Natural language region descriptions
▼

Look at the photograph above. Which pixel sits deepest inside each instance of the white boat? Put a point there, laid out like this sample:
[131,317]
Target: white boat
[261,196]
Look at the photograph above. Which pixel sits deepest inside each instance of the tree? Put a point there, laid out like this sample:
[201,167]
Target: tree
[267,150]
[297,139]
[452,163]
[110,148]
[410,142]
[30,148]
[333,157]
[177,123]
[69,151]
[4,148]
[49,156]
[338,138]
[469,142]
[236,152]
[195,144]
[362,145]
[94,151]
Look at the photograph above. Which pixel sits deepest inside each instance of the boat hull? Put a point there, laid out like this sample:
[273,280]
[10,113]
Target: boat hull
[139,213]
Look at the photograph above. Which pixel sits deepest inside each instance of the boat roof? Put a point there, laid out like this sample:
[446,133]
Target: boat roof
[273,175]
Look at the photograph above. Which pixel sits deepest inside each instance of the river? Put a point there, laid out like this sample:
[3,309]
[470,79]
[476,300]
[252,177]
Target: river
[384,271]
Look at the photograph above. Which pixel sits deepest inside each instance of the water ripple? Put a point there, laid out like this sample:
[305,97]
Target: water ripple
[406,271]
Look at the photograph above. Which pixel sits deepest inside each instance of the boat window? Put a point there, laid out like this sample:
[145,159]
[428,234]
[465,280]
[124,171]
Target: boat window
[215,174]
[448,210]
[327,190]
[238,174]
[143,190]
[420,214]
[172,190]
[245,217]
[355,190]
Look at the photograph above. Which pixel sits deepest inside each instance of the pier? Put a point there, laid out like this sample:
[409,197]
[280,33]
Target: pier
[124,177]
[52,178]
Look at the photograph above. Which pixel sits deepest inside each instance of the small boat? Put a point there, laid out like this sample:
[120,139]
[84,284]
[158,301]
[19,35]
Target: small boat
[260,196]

▲

What is being asked –
From the line holding "Target: pier" through the last line above, reproduce each line exactly and add nothing.

Exercise output –
Target: pier
[124,177]
[52,178]
Look at the photograph above. Which pixel sits deepest inside each instance of the small boat? Put a point there, laid out like this sample:
[120,139]
[84,284]
[158,301]
[19,35]
Target: small boat
[260,196]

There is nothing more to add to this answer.